_WHAT IS REQUIRED_
Starting at the line that holds "Query: short sleeve", transcribe every line to the end of the data exactly; include no other lines.

Dataset entries

--

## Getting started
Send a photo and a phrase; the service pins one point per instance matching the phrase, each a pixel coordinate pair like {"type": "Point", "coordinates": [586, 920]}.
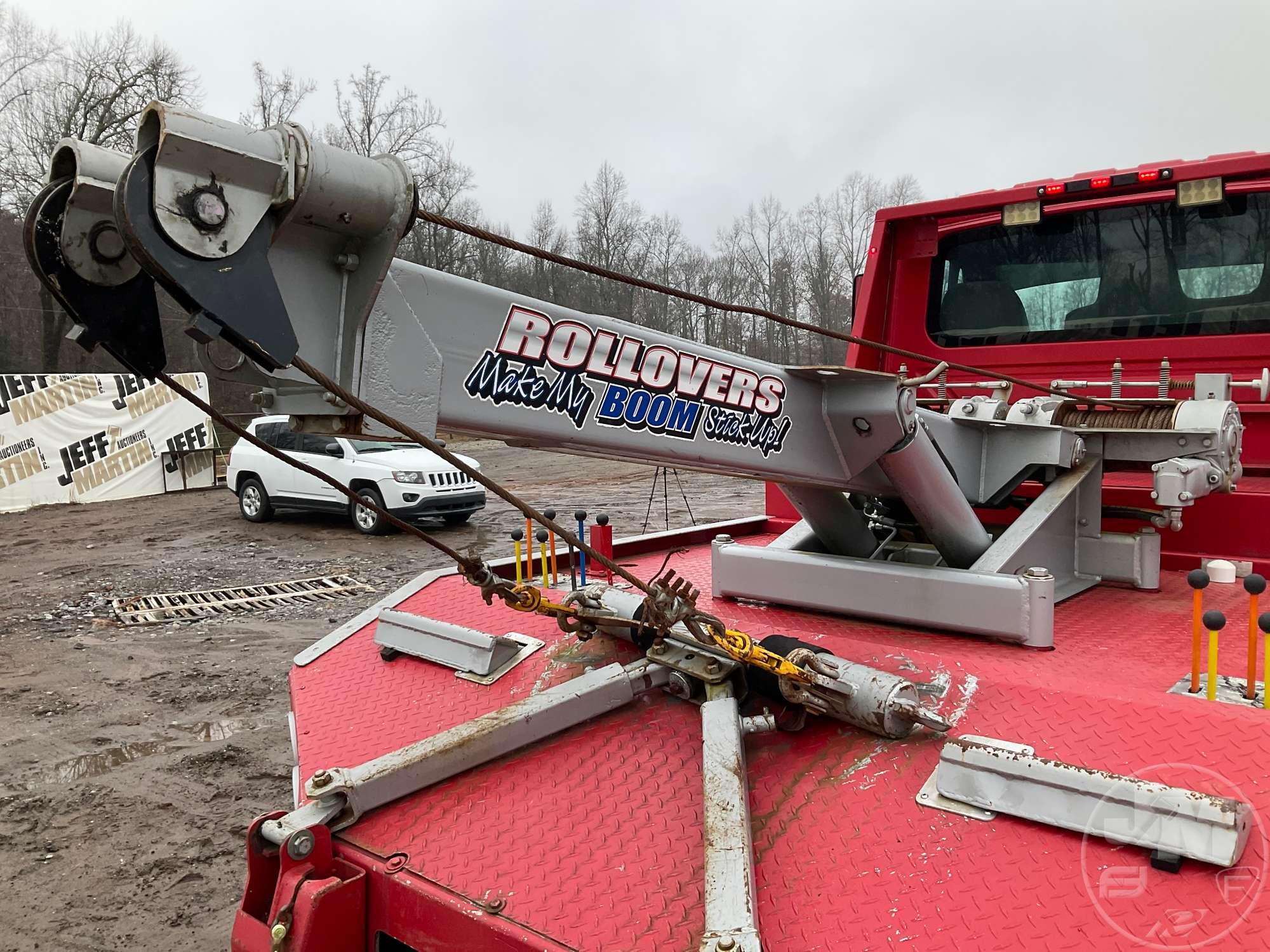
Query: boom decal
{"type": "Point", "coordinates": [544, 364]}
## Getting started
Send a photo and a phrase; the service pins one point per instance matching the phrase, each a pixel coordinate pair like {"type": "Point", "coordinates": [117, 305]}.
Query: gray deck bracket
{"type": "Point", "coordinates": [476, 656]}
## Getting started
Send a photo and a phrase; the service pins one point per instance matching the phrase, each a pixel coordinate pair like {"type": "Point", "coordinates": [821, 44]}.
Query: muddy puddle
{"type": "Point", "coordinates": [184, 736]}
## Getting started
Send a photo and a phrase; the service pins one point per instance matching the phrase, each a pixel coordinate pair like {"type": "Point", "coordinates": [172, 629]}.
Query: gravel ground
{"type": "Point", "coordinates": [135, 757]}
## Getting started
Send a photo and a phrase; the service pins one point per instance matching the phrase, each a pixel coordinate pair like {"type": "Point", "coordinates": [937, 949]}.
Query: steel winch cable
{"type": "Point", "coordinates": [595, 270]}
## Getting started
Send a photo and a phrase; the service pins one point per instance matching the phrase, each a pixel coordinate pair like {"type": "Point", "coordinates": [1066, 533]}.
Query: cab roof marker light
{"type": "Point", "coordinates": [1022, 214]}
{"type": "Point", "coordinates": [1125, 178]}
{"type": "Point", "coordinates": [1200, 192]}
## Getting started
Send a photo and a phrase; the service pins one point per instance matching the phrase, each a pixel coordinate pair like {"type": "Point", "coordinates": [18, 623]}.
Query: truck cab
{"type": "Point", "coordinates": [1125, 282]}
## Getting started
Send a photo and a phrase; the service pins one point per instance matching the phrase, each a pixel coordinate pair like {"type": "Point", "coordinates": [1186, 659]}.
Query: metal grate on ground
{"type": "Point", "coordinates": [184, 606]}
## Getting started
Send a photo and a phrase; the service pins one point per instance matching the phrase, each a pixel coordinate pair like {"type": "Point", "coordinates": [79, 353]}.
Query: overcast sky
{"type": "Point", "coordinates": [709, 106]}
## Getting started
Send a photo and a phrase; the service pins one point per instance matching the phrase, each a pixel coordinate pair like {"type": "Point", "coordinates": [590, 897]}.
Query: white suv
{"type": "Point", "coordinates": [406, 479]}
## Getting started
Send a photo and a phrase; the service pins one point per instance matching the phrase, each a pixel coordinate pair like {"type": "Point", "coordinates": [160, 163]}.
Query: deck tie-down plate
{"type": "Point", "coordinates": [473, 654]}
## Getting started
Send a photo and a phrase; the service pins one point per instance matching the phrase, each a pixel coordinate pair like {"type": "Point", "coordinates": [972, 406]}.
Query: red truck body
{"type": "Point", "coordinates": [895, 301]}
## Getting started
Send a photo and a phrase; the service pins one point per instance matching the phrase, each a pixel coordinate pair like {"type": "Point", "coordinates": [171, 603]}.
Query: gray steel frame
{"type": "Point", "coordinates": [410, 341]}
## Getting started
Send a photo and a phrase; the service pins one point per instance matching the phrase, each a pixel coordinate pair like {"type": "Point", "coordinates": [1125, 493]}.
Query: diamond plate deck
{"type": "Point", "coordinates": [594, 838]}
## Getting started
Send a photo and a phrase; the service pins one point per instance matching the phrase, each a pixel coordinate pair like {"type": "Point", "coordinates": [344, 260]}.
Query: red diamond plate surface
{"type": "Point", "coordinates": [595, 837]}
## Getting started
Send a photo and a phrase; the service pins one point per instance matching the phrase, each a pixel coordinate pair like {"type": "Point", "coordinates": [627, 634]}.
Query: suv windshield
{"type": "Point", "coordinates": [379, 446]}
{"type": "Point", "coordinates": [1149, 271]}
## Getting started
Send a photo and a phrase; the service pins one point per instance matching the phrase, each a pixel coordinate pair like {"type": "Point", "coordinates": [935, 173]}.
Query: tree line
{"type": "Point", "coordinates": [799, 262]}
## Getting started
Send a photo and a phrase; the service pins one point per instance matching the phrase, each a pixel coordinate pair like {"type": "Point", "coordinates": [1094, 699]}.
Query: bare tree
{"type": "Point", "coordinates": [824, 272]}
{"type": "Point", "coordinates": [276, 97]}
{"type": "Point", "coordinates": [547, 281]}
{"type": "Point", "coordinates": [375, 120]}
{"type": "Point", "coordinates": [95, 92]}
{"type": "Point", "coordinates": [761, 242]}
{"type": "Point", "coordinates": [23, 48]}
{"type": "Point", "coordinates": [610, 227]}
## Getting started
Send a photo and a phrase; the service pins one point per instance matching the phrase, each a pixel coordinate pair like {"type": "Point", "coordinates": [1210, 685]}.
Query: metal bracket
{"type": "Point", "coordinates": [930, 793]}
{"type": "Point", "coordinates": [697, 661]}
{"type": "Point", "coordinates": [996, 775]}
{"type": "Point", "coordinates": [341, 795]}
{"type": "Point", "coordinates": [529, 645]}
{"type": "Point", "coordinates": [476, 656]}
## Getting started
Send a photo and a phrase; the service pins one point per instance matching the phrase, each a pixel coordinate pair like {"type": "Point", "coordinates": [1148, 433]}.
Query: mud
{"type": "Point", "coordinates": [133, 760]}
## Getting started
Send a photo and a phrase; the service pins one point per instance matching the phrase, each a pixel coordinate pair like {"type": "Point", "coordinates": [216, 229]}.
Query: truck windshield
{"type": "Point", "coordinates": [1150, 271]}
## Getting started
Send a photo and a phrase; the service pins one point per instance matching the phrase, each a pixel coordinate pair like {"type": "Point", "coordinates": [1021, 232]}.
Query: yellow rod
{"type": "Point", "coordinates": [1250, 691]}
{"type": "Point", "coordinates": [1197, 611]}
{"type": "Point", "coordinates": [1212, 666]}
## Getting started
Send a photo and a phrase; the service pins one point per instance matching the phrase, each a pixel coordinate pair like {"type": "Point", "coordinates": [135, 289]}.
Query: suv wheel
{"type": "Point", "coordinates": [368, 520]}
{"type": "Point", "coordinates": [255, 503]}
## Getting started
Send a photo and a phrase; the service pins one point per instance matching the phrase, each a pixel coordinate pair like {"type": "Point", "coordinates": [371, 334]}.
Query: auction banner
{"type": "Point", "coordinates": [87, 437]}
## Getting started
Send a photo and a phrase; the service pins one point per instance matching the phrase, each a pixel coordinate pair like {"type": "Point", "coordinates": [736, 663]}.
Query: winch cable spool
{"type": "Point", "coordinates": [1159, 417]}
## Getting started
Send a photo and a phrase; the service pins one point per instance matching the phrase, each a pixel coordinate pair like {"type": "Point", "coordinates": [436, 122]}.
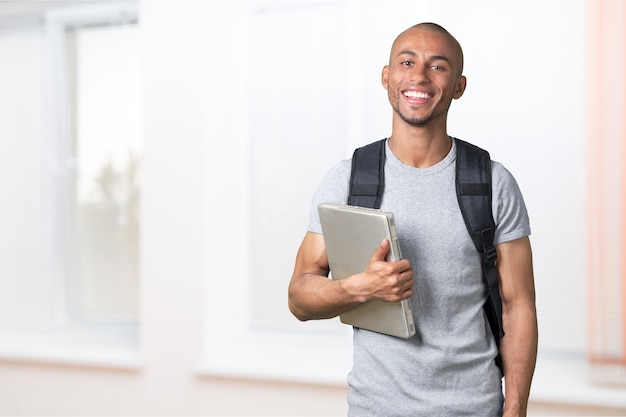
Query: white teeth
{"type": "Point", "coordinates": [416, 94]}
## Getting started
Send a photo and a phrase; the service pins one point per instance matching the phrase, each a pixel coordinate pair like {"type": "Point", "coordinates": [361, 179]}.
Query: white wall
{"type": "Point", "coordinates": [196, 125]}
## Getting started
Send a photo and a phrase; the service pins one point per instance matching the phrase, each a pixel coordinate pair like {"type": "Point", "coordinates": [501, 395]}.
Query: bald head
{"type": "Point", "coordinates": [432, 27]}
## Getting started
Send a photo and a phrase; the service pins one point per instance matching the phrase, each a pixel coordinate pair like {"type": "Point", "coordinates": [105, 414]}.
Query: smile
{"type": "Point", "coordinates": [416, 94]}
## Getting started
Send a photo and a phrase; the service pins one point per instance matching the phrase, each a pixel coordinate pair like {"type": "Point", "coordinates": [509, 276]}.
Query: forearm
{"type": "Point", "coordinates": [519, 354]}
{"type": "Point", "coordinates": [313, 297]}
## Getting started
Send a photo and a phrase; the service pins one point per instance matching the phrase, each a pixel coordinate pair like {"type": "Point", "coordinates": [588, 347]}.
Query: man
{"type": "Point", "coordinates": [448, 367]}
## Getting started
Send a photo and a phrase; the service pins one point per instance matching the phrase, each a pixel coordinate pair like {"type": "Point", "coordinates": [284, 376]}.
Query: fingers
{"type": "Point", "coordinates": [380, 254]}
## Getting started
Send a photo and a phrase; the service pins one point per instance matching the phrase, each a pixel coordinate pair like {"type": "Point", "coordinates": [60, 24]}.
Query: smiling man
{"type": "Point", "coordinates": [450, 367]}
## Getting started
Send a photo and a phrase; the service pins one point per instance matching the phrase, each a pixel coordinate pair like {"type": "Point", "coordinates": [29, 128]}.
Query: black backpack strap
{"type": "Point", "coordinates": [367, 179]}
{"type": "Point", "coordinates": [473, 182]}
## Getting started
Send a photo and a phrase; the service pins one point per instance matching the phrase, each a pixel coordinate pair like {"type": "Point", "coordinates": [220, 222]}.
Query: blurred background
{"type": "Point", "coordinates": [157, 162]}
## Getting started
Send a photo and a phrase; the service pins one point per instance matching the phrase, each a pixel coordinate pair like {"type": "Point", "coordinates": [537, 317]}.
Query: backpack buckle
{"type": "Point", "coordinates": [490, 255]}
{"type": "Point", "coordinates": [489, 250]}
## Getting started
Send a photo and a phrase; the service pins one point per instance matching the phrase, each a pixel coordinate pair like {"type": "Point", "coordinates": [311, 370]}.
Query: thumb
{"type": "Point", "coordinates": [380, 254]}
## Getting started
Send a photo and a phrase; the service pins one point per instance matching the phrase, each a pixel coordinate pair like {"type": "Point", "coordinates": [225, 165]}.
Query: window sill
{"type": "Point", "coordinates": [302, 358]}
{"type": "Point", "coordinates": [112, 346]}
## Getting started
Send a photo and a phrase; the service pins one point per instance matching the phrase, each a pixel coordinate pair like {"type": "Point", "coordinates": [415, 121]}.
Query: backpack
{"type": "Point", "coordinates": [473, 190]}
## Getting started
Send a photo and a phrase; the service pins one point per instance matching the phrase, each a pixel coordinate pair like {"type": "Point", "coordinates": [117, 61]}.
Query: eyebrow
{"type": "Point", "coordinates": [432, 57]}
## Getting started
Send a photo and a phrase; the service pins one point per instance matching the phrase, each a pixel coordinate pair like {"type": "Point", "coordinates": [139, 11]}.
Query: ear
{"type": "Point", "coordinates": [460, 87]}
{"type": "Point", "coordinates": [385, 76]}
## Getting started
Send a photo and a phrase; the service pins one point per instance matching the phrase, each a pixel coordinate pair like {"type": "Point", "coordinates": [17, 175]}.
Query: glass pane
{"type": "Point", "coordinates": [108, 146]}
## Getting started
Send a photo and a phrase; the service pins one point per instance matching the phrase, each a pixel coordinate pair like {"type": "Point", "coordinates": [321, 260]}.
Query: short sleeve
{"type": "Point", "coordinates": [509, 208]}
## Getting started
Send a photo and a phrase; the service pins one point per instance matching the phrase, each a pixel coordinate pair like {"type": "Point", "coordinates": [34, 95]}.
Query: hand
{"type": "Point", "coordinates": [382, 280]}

--

_YOUR RESPONSE_
Query: short sleeve
{"type": "Point", "coordinates": [509, 208]}
## Getting started
Send a photo and a phrase; the service pins one point per instance matching the phrase, each a pixel coordinate pair like {"type": "Point", "coordinates": [34, 95]}.
Query: hand
{"type": "Point", "coordinates": [382, 280]}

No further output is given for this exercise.